**AUFGABEN:**
A) Welches Tool zur Ersteinschätzung im Akut- und Notfallbereich nennt der BVKJ im Text über seine Kritik am Gesetzentwurf als Beispiel?
B) Führe den Text über die Kritik des BVKJ am Gesetzentwurf im Anschluss an seinen letzten Satz weiter.

**VORLIEGENDER TEXT:**
************
Im Zentrum der Kritik steht die geplante Einführung eines „digitalen Versorgungseinstiegs“ in ein zukünftiges Primärversorgungssystem. Der BVKJ sieht darin einen unangemessenen Vorgriff auf politische Entscheidungen zur Ausgestaltung des Primärarztsystems. Aus Sicht des Verbandes könne eine digitale Ersteinschätzung die persönliche haus- und kinderärztliche Betreuung nicht ersetzen. Gerade bei chronisch oder komplex erkrankten Kindern und Jugendlichen seien Kenntnisse über familiäre Hintergründe, Krankengeschichte und individuelle Versorgungssituationen entscheidend für angemessene medizinische Entscheidungen.
Besonders kritisch bewertet der Verband die Vorstellung, digitale Tools könnten kurzfristig eine verlässliche und bedarfsgerechte Steuerung der Regelversorgung übernehmen. Der BVKJ verweist darauf, dass selbst bestehende Systeme zur Ersteinschätzung im Akut- und Notfallbereich – etwa das Tool sMED – insbesondere bei Kindern und Jugendlichen bislang nur eingeschränkt praxistauglich seien. Häufig würden selbst bei banalen Beschwerden unmittelbare ärztliche Vorstellungen empfohlen. Eine differenzierte fachärztliche Steuerung sei damit derzeit nicht möglich.
Darüber hinaus warnt der Verband vor einer stärkeren Einflussnahme der Krankenkassen auf medizinische Entscheidungen. Der Gesetzentwurf sieht unter anderem vor, dass Krankenkassen mit Zustimmung der Versicherten auf Daten der elektronischen Patientenakte zugreifen und daraus gesundheitliche Risiken ableiten können. Aus Sicht des BVKJ gefährdet dies das besondere Vertrauensverhältnis zwischen Ärztinnen und Ärzten sowie Patientinnen und Patienten. Zudem bestehe das Risiko, dass wirtschaftliche Interessen der Krankenkassen die Versorgungssteuerung beeinflussen könnten.
************
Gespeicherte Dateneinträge
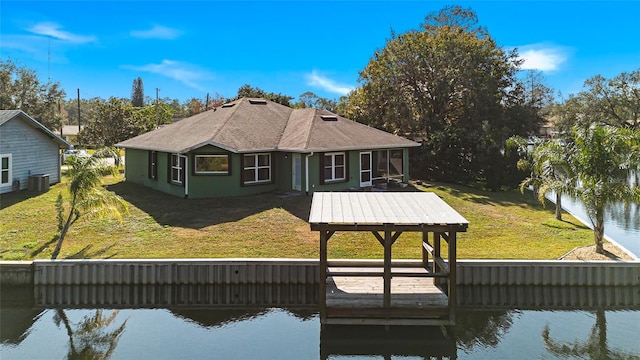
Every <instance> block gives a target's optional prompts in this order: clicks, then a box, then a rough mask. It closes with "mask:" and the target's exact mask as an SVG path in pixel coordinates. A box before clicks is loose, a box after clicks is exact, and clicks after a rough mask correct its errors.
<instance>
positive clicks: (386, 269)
mask: <svg viewBox="0 0 640 360" xmlns="http://www.w3.org/2000/svg"><path fill="white" fill-rule="evenodd" d="M385 228H386V229H385V230H384V300H383V306H384V307H385V308H388V307H391V245H392V244H393V239H392V234H391V230H390V229H389V226H388V224H385Z"/></svg>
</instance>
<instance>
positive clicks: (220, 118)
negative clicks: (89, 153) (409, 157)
mask: <svg viewBox="0 0 640 360" xmlns="http://www.w3.org/2000/svg"><path fill="white" fill-rule="evenodd" d="M205 145H213V146H217V147H219V148H222V149H226V150H228V151H231V152H235V153H246V152H257V151H274V150H281V151H290V152H313V151H318V152H322V151H342V150H354V149H377V148H401V147H412V146H419V144H418V143H416V142H413V141H410V140H407V139H405V138H402V137H399V136H395V135H393V134H390V133H387V132H385V131H382V130H378V129H375V128H372V127H369V126H367V125H364V124H360V123H357V122H355V121H352V120H349V119H346V118H344V117H342V116H339V115H336V114H333V113H331V112H329V111H325V110H318V109H292V108H289V107H287V106H284V105H280V104H278V103H275V102H271V101H267V100H264V99H250V98H242V99H239V100H236V101H233V102H230V103H227V104H224V105H222V106H221V107H218V108H216V109H214V110H209V111H206V112H203V113H200V114H197V115H194V116H192V117H189V118H186V119H183V120H180V121H178V122H175V123H173V124H171V125H167V126H164V127H161V128H159V129H157V130H154V131H151V132H148V133H145V134H142V135H139V136H137V137H134V138H132V139H129V140H125V141H123V142H120V143H118V144H116V146H119V147H123V148H132V149H141V150H157V151H163V152H171V153H186V152H188V151H190V150H193V149H197V148H199V147H202V146H205Z"/></svg>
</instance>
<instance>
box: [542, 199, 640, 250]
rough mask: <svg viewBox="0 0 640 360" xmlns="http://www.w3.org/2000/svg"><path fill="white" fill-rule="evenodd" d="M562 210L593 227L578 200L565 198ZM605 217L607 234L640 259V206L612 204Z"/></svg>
mask: <svg viewBox="0 0 640 360" xmlns="http://www.w3.org/2000/svg"><path fill="white" fill-rule="evenodd" d="M547 199H549V200H550V201H552V202H553V201H554V199H555V194H549V195H548V196H547ZM562 208H563V209H565V210H566V211H568V212H570V213H571V214H573V215H575V216H577V217H578V218H580V219H582V221H584V222H586V223H587V226H589V227H591V228H592V227H593V226H592V224H591V223H590V220H589V215H588V214H587V211H586V210H585V208H584V206H583V205H582V204H581V203H580V202H578V201H577V200H575V199H571V198H570V197H568V196H563V197H562ZM604 215H605V217H604V224H605V227H604V232H605V234H606V235H607V236H609V237H610V238H611V239H613V240H614V241H616V242H617V243H619V244H620V245H622V246H623V247H625V248H626V249H627V250H629V251H630V252H631V253H633V254H634V255H635V256H636V257H640V204H638V203H629V204H624V203H616V204H610V205H607V206H606V208H605V214H604Z"/></svg>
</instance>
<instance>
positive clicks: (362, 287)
mask: <svg viewBox="0 0 640 360" xmlns="http://www.w3.org/2000/svg"><path fill="white" fill-rule="evenodd" d="M309 224H310V226H311V230H313V231H319V232H320V291H319V295H320V301H319V302H320V304H319V305H320V322H321V324H323V325H324V324H363V325H366V324H370V325H378V324H398V325H414V324H415V325H441V324H453V323H455V306H456V233H457V232H465V231H467V227H468V225H469V222H468V221H467V220H466V219H465V218H464V217H462V216H461V215H460V214H458V213H457V212H456V211H455V210H454V209H453V208H451V207H450V206H449V205H448V204H447V203H445V202H444V201H443V200H442V199H441V198H440V197H439V196H437V195H436V194H434V193H425V192H316V193H314V194H313V200H312V204H311V213H310V214H309ZM336 231H367V232H371V233H372V234H373V236H374V237H375V238H376V239H377V240H378V242H379V243H380V244H381V245H382V246H383V247H384V260H383V267H382V269H381V270H380V269H379V268H371V267H369V266H368V265H366V262H362V261H357V260H353V261H346V262H345V261H328V260H327V247H328V242H329V239H330V238H331V237H332V236H333V234H334V233H335V232H336ZM406 231H413V232H420V233H422V262H419V263H418V266H414V268H413V269H408V268H407V265H406V264H405V263H406V262H405V263H402V262H398V261H395V262H392V256H391V248H392V245H393V244H394V242H395V241H396V240H397V239H398V237H399V236H400V235H401V234H402V233H403V232H406ZM430 232H431V233H433V234H434V235H433V238H432V241H431V242H430V240H429V235H428V234H429V233H430ZM441 240H444V241H446V242H447V243H448V256H447V260H445V259H444V258H443V257H442V256H441V255H442V254H441ZM430 257H431V259H430ZM354 269H355V270H354ZM392 279H393V282H394V284H393V286H392V283H391V282H392ZM392 292H393V293H394V297H393V299H392V296H391V295H392Z"/></svg>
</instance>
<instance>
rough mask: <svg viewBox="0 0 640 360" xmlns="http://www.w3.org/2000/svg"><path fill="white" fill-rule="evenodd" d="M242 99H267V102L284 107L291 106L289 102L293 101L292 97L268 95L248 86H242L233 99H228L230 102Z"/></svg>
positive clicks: (258, 87)
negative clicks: (269, 102) (248, 97)
mask: <svg viewBox="0 0 640 360" xmlns="http://www.w3.org/2000/svg"><path fill="white" fill-rule="evenodd" d="M243 97H251V98H263V99H267V100H269V101H273V102H276V103H278V104H281V105H284V106H291V100H293V97H292V96H288V95H283V94H280V93H278V94H276V93H268V92H266V91H264V90H262V89H260V88H259V87H256V88H254V87H252V86H251V85H249V84H245V85H242V86H241V87H240V88H238V94H237V95H236V97H235V98H233V99H229V100H230V101H231V100H236V99H240V98H243Z"/></svg>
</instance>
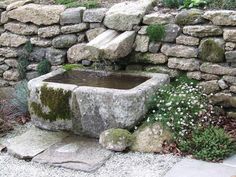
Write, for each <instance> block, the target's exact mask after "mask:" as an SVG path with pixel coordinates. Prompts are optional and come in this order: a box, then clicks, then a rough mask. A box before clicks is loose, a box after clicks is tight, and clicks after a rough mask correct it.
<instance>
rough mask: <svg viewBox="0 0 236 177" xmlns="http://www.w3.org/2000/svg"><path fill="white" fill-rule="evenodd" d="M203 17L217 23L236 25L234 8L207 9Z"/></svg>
mask: <svg viewBox="0 0 236 177" xmlns="http://www.w3.org/2000/svg"><path fill="white" fill-rule="evenodd" d="M203 17H204V18H205V19H207V20H210V21H211V22H212V23H213V24H215V25H222V26H236V11H234V10H213V11H206V12H205V13H204V15H203Z"/></svg>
************
**NUMMERIERTE ANTWORTEN:**
A) Das Tool sMED.

B)
Der Referentenentwurf für ein Gesetz für Daten und digitale Innovation im Gesundheitswesen (GeDIG) enthält Maßnahmen für beinahe allen digitalisierungsrelevanten Themenbereichen des Gesundheitssystems. Der GeDIG-Entwurf greift hierfür zahlreiche Punkte aus dem Koalitionsvertrag sowie aus der weiterentwickelten Digitalisierungsstrategie für das Gesundheitswesen und die Pflege („Gemeinsam Digital 2026“) auf.
Auch die geplanten Reallabore zur explorativen Datennutzung werden kritisch gesehen. Der BVKJ fordert, dass nicht ausschließlich Krankenkassen entsprechende Projekte durchführen dürfen. Vielmehr müssten auch Ärztinnen und Ärzte sowie medizinische Fachgesellschaften einbezogen werden, da sie die zugrunde liegenden Daten überhaupt erst generieren.
Positiv bewertet der Verband hingegen einzelne Maßnahmen zur Unterstützung von Patientinnen und Patienten, etwa die Stärkung der Ombudsstellen im Zusammenhang mit der elektronischen Patientenakte. Ebenso begrüßt der BVKJ grundsätzlich Bestrebungen zur Verbesserung der Interoperabilität digitaler Systeme. Gleichzeitig warnt der Verband jedoch vor übermäßiger Regulierung, die Innovationsfähigkeit und Wettbewerb im Bereich digitaler Gesundheitsanwendungen beeinträchtigen könnte.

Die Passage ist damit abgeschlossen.